* [WHAT YOU SHOULD DO] Please copy the records word for word, from their start through the line containing "[285, 156, 306, 177]", including that line.

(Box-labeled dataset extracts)
## start
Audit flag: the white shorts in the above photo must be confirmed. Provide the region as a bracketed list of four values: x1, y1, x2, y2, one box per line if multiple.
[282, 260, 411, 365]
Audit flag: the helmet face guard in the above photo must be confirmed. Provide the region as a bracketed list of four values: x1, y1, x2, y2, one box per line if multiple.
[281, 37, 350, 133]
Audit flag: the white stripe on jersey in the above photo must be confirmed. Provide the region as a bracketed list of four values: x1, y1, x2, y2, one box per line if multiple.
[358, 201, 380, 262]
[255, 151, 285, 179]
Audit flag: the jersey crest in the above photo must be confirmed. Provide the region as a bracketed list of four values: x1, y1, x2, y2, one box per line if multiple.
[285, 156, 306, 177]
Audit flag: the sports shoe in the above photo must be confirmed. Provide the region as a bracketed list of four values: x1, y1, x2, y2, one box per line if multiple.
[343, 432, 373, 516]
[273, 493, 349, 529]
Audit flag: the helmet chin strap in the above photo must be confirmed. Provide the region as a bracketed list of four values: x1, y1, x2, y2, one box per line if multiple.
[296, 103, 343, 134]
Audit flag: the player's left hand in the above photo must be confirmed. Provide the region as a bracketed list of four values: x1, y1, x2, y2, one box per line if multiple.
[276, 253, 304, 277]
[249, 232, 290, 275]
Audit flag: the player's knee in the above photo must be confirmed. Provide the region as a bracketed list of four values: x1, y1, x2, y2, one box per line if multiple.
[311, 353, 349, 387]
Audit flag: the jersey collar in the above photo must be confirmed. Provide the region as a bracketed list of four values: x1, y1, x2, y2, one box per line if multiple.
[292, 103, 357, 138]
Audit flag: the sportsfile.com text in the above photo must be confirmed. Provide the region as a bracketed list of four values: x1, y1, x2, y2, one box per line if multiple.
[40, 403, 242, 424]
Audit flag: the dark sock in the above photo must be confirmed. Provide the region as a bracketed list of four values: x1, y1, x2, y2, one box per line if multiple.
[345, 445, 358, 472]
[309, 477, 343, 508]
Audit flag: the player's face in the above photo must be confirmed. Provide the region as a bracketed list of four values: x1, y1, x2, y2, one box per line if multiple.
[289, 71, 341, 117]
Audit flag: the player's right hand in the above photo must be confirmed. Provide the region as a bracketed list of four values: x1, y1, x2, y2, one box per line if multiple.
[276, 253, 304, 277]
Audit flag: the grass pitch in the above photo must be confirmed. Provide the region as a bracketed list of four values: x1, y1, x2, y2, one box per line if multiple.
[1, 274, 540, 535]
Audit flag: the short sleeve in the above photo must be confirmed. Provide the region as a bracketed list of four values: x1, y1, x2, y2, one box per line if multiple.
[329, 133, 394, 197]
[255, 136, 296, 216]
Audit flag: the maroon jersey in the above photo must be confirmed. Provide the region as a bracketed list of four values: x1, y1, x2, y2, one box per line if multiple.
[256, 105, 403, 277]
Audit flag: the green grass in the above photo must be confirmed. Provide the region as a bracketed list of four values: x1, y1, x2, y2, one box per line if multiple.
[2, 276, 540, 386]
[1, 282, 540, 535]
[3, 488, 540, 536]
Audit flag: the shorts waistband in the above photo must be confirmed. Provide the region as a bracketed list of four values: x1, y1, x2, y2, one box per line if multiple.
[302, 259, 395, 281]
## end
* [THE OUTPUT]
Audit flag: the white shorts in the above photo must be confirmed. Provide the region as a bracketed list of four values: x1, y1, x2, y2, one box per line if multiple.
[282, 260, 411, 365]
Audit flag: the helmet face guard in the above photo must be confirmed. Provide the region as a bracketed list of four values: x1, y1, x2, y2, one box per line if multiple.
[281, 37, 350, 133]
Audit flag: the white stripe on jersey in the above photo must be confirmed. Provide the region as a bracketed list of four values: x1, y1, x2, y2, one box per line if multiple.
[358, 201, 380, 262]
[255, 151, 285, 179]
Audit flag: the jersey crest in the above photo must be confirmed. Provide the region as a bracketed list of four values: x1, y1, x2, y2, one box per line if multiple.
[285, 156, 306, 177]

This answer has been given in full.